▶ Assigned task: In the records below, the line with "pixel 2 222" opens the range and the line with "pixel 77 12" closes it; print that range exactly and nothing else.

▶ Source records:
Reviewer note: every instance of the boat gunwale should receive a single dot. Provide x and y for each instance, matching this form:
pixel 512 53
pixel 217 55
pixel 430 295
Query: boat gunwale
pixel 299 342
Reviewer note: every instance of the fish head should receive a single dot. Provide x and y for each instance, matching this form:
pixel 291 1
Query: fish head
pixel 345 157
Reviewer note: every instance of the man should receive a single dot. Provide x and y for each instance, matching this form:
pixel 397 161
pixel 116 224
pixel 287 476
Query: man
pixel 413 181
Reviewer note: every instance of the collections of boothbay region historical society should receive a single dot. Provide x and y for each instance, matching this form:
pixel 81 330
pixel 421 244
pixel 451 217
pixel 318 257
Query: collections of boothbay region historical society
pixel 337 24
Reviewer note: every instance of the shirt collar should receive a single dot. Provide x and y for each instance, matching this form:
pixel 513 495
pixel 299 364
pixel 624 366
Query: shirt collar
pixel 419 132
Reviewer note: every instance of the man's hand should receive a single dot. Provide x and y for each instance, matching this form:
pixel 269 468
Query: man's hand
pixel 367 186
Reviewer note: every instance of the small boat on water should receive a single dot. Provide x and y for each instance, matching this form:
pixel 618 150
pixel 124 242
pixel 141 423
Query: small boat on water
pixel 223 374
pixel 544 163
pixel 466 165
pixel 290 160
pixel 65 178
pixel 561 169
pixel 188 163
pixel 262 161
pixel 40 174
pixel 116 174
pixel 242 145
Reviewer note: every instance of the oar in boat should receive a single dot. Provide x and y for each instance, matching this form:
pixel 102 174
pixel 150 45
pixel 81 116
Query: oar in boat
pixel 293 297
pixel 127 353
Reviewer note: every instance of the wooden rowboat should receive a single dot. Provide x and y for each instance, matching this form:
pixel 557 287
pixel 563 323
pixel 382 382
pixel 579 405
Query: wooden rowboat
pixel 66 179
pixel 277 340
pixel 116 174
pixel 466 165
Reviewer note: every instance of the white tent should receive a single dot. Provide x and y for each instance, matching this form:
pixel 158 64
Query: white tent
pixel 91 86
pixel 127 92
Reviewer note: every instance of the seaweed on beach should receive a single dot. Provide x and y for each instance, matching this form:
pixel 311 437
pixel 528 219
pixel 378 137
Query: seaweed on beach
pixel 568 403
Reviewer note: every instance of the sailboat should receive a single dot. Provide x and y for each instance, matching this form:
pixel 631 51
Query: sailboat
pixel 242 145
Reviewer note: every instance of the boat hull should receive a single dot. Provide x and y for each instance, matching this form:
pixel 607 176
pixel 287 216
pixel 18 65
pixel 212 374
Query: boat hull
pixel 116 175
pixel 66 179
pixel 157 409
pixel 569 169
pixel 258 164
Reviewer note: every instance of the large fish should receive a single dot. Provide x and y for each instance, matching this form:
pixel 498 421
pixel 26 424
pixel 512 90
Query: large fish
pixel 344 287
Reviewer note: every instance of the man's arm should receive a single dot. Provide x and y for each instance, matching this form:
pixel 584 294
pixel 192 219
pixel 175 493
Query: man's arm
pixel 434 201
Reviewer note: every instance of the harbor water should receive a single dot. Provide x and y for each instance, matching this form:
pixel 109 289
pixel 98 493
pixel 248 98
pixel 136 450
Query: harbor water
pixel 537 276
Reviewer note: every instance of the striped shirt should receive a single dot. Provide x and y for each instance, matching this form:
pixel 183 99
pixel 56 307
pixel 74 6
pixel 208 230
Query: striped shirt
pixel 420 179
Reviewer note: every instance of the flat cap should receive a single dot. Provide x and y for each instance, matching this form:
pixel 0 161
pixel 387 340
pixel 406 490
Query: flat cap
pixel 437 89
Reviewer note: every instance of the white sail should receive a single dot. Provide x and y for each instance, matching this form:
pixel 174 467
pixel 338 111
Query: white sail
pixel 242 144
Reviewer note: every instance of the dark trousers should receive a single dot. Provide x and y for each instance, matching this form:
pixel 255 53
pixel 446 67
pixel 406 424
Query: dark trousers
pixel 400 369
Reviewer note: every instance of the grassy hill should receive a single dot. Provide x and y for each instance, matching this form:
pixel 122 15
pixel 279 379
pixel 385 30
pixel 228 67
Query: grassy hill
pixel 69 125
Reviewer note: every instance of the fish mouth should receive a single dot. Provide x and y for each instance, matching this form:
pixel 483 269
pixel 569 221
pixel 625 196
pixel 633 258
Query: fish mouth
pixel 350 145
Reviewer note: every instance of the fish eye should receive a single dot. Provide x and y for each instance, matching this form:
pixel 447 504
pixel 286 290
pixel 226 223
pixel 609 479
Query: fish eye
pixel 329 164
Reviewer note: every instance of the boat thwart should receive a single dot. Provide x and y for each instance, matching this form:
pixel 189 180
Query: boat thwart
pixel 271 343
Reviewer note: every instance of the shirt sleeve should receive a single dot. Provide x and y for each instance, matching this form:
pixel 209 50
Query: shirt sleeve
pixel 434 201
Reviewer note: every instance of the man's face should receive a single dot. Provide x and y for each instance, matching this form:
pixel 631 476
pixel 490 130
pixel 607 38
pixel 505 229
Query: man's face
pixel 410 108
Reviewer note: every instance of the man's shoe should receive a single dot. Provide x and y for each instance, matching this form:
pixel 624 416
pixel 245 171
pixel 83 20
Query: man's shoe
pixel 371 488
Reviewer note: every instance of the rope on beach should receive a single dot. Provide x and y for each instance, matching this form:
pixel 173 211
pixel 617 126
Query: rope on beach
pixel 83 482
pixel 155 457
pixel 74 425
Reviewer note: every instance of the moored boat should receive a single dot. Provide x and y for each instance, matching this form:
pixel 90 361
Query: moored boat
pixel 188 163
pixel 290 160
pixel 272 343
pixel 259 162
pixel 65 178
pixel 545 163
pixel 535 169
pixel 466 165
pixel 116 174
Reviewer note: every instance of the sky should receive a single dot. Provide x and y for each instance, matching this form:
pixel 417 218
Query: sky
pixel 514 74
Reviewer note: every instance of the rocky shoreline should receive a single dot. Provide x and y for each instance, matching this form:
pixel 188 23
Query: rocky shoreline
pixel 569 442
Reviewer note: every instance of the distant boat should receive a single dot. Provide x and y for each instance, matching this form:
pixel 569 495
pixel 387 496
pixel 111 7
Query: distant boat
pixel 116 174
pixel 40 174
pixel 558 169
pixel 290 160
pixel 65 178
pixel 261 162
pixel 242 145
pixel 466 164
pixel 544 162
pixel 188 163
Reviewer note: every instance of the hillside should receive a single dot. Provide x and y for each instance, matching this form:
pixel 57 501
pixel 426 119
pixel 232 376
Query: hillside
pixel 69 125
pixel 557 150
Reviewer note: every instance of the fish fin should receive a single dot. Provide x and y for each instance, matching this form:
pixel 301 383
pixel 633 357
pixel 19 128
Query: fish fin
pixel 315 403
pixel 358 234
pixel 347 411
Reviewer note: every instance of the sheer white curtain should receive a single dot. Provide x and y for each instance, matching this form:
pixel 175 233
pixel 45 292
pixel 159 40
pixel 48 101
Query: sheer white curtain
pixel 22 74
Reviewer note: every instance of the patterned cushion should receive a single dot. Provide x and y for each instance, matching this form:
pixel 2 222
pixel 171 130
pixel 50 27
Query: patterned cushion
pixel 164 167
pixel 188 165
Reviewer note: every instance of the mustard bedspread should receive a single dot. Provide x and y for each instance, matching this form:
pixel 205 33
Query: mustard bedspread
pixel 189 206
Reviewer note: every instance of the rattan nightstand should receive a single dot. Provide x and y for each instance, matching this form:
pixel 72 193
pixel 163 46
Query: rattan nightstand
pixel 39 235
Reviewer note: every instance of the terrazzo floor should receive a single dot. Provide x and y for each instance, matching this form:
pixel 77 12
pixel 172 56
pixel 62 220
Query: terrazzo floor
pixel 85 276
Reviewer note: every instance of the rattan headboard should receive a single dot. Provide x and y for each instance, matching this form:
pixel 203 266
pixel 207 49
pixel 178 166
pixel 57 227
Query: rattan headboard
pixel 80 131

▶ Written solution:
pixel 2 222
pixel 171 130
pixel 50 27
Query: patterned cushion
pixel 164 167
pixel 188 165
Reviewer note: every instance of the mustard bedspread should receive a single dot. Provide x and y for each instance, matching this form:
pixel 205 33
Query: mustard bedspread
pixel 189 206
Reviewer note: every instance of the rattan nightstand should receive a single dot. Provide x and y for each instance, matching this form:
pixel 72 193
pixel 163 46
Query: rattan nightstand
pixel 39 235
Reviewer note: every instance of the terrazzo floor should receive a single dot. Provide x and y for each instance, matching this form:
pixel 77 12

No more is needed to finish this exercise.